TASK ITEM —
Beginning with the line that contains "Pick out each instance of the bright window", transcribe every line down to the end of the entries, exactly, and no other lines.

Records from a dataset

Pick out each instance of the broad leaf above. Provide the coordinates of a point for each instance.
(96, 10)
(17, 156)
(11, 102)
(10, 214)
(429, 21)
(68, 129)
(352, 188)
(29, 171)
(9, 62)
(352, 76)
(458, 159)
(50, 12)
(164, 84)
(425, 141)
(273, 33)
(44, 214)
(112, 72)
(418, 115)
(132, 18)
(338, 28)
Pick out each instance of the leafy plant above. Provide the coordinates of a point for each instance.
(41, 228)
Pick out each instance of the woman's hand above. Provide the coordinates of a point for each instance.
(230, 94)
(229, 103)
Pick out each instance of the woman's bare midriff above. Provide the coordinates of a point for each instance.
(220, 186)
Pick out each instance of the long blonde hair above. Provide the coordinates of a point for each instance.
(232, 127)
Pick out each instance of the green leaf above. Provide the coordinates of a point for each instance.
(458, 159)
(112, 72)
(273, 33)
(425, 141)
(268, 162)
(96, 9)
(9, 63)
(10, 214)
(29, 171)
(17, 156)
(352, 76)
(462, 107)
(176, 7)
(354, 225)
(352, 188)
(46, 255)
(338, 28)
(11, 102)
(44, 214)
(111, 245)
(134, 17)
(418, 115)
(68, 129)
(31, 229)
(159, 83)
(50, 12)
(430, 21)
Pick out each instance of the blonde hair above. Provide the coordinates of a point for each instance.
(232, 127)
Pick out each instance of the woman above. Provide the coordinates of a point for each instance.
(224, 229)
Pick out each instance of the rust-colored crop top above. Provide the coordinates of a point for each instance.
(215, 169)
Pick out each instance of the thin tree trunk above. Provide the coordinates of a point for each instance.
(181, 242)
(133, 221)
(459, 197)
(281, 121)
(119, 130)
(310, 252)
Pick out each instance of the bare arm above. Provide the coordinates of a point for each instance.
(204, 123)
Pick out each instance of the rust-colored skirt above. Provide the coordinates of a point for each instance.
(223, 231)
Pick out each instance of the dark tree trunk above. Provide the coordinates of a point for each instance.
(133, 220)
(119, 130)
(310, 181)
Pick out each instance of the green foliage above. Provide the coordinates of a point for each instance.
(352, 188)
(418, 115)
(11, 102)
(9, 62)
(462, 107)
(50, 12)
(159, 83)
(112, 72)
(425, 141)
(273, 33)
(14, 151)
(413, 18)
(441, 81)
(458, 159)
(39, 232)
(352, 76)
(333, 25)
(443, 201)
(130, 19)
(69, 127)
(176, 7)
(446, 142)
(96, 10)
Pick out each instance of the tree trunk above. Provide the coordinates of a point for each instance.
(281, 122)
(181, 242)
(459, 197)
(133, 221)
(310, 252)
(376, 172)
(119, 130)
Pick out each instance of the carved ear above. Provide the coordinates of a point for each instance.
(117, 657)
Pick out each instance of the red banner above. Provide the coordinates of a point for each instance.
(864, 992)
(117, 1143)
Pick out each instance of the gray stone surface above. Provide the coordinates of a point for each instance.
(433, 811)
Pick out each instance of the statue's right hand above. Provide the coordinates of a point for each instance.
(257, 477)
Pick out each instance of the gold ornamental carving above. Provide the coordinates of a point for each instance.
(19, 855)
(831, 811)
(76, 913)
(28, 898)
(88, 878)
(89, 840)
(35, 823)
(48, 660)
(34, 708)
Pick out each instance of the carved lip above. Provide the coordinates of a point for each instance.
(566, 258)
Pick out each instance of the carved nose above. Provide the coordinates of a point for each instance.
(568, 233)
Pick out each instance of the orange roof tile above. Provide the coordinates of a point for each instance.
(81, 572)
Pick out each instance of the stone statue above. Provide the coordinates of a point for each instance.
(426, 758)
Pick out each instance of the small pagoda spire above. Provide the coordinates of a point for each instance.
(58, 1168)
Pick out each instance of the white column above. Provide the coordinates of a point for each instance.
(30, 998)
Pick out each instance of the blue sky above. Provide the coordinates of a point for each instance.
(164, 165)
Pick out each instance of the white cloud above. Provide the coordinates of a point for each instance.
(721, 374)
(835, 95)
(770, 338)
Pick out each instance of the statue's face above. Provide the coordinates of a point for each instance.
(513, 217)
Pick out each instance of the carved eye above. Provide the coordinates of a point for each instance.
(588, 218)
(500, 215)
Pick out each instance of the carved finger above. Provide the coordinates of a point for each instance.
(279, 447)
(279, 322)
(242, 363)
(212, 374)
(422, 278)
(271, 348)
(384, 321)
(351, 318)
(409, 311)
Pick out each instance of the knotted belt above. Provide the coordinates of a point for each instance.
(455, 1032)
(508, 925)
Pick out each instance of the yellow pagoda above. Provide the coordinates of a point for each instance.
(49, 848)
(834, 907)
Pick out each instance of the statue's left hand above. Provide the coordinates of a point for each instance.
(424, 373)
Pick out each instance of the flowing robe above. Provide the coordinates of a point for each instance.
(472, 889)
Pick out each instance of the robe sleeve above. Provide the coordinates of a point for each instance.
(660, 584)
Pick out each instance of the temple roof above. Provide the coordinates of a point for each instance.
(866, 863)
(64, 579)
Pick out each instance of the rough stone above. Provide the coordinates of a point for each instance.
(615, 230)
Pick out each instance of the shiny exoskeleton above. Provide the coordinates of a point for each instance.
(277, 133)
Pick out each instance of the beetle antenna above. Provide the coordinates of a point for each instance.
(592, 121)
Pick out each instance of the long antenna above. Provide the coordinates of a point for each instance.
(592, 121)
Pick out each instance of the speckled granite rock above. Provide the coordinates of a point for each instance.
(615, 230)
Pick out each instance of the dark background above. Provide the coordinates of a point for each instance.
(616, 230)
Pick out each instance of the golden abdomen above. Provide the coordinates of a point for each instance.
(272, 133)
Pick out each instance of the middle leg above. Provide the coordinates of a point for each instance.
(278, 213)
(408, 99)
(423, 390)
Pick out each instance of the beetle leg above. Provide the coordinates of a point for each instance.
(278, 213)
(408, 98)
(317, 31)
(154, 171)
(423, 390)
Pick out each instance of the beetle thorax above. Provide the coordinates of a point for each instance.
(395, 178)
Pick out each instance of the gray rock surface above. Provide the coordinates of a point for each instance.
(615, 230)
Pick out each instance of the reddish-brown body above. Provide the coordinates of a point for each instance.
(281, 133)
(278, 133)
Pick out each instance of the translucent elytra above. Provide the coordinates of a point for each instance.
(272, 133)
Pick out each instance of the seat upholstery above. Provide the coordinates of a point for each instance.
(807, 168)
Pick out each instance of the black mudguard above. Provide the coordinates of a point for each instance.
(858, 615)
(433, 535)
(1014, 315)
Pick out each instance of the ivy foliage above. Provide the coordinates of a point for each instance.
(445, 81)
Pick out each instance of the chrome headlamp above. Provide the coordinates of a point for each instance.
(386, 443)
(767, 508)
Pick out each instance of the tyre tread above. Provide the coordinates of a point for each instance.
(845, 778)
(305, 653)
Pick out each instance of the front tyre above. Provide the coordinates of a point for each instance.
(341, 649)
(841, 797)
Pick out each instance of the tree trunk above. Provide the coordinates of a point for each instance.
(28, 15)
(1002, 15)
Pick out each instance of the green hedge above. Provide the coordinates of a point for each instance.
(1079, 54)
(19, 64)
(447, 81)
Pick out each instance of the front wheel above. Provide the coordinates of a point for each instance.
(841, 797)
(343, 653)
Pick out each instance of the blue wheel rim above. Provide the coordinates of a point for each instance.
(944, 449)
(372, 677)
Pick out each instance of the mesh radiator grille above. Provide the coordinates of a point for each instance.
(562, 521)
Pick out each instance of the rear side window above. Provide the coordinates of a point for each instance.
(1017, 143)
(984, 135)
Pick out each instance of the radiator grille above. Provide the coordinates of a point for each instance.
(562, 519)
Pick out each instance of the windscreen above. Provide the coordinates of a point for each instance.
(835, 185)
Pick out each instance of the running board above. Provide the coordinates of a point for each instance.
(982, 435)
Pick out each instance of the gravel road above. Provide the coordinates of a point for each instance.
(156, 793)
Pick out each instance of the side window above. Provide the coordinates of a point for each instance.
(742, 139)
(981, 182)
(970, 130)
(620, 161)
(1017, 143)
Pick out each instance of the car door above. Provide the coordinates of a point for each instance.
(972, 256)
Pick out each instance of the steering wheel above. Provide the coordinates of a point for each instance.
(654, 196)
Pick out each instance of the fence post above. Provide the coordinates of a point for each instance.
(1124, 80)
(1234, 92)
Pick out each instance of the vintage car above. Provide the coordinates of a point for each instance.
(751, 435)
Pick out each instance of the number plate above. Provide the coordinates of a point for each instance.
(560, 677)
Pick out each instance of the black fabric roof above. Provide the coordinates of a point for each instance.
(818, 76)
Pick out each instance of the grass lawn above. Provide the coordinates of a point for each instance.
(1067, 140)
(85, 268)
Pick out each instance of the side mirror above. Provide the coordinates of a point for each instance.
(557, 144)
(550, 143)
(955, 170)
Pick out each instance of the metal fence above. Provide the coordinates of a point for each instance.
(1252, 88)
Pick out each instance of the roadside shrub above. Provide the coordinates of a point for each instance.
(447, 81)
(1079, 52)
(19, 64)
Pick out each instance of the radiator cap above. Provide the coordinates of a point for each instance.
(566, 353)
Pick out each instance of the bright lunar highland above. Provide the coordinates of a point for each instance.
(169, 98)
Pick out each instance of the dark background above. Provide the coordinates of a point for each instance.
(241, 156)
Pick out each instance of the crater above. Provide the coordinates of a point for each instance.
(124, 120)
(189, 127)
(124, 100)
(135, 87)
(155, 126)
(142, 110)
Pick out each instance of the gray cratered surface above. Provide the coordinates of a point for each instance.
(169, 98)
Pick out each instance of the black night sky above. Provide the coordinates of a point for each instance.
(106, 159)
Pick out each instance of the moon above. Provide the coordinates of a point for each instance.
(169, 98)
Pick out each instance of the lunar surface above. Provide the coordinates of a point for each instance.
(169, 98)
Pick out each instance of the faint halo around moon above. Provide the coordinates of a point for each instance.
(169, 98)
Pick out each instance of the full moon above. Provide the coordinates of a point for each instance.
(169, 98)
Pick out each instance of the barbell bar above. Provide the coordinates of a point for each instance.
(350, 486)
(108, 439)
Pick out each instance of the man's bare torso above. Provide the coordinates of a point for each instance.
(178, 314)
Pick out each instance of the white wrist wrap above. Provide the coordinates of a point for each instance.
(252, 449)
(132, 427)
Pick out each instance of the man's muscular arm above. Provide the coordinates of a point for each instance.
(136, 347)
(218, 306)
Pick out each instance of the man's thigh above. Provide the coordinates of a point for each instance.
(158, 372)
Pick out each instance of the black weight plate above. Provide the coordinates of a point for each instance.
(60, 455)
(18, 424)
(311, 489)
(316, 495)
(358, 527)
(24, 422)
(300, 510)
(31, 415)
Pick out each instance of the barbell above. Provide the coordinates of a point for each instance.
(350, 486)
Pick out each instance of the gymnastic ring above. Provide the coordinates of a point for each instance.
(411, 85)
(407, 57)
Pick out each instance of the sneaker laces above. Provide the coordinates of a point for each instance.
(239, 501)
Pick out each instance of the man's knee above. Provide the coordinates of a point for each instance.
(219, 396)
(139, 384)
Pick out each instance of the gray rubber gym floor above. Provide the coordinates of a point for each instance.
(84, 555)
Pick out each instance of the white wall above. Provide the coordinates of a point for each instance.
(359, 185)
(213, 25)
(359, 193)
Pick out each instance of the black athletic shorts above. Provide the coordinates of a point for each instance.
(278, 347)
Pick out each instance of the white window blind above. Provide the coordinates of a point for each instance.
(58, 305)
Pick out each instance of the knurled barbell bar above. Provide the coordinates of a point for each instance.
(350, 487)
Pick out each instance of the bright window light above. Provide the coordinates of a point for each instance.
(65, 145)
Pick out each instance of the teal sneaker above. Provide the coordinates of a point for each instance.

YOUR SOLUTION —
Pick out each instance of the bright window light above. Provide the coordinates of a point for each instance.
(65, 145)
Pick out each instance of the teal sneaker above. Provide the coordinates of a point for each instance.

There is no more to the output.